_PROBLEM DESCRIPTION_
Scan each line of the records for the word "dark" and extract the ones that have it.
** Opening STORED DATA block **
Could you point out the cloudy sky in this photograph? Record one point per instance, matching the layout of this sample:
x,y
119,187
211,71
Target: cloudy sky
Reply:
** Closing STORED DATA block **
** Opening STORED DATA block **
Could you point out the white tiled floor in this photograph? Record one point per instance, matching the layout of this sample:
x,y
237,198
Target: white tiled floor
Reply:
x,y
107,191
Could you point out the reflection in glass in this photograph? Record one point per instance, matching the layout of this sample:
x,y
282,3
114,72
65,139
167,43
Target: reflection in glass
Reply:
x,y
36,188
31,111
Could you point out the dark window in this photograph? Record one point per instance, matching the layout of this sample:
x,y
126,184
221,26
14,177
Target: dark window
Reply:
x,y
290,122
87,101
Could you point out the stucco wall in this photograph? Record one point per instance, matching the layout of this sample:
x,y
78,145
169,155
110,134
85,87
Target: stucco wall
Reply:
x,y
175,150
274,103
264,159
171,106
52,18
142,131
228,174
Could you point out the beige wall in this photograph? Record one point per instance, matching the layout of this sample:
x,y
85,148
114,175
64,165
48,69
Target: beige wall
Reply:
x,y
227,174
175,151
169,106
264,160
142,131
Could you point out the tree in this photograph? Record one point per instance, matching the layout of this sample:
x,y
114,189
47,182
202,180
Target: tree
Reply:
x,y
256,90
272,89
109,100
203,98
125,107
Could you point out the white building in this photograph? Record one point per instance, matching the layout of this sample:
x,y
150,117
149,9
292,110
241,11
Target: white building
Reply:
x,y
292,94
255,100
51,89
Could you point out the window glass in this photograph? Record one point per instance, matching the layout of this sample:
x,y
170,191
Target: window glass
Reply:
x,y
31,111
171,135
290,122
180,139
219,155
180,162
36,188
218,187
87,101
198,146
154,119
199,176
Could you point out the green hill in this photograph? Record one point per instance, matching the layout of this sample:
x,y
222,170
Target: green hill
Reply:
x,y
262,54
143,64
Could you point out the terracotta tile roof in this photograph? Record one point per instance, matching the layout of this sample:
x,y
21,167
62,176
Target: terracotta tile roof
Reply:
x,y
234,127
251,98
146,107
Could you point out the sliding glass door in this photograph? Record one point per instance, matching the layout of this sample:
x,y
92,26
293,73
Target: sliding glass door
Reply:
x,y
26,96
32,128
** Closing STORED DATA block **
_SOLUTION TO THE EXERCISE_
Could you point out the dark window in this photograph? Record one point per instance, matching the layout of this sample:
Target: dark window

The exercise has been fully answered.